• _Passage shown_:

........

As artists specializing in permanent makeup, our goal is to work within the skin's dermal layer. Specifically, we target the placement of pigment in the uppermost part of the dermis, known as the papillary dermis, which is located just beneath the epidermis. It's critical to grasp the variations in skin thickness across different body areas, as this knowledge enables us to deliver more consistent outcomes. Additionally, it informs us when to modify the pressure applied and the depth at which the needle enters the skin.
During the process of implanting pigment into the skin, structures such as the epidermis, the junction between the epidermis and dermis, the papillary layer, and the reticular layer of the dermis are affected. The body's initial reaction to this kind of skin trauma involves several responses:
- It works to halt any bleeding.
- It directs tissue fluid to the affected area, leading to localized swelling.
- It mobilizes immune cells from other areas to the site of injury.
In the course of injecting ink into the dermal layer, a significant amount of the ink is integrated into the skin's collagen matrix, while some is absorbed by fibrocyte cells. Tattoo needles can puncture the skin anywhere from 50 to 3000 times per minute, which not only introduces a foreign substance but also causes trauma to the skin.

........

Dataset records
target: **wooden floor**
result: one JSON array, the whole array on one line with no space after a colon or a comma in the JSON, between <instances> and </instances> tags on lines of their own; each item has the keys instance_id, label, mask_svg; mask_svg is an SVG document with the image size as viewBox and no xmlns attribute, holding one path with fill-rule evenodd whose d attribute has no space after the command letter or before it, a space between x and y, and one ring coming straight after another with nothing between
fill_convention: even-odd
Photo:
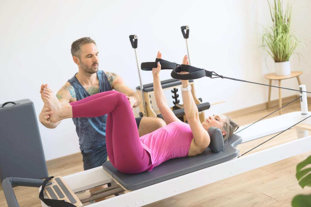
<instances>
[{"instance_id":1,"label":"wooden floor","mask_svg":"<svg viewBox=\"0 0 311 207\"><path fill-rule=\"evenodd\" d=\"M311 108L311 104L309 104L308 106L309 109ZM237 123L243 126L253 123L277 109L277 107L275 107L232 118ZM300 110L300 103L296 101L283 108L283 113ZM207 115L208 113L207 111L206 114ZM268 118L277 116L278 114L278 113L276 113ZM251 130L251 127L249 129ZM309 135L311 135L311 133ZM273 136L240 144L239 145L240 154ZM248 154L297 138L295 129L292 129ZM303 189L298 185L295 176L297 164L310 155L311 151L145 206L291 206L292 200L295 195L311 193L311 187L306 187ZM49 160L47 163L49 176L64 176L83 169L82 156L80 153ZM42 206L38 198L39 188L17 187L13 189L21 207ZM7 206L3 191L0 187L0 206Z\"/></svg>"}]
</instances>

........

• _What you will do_: Translate this sentence from the passage on permanent makeup and skin layers into Spanish: "Tattoo needles can puncture the skin anywhere from 50 to 3000 times per minute, which not only introduces a foreign substance but also causes trauma to the skin." The records play no part in this task.

• _Response to the exercise_: Las agujas de tatuaje pueden perforar la piel entre 50 y 3000 veces por minuto, lo que no solo introduce una sustancia extraña, sino que también causa un traumatismo en la piel.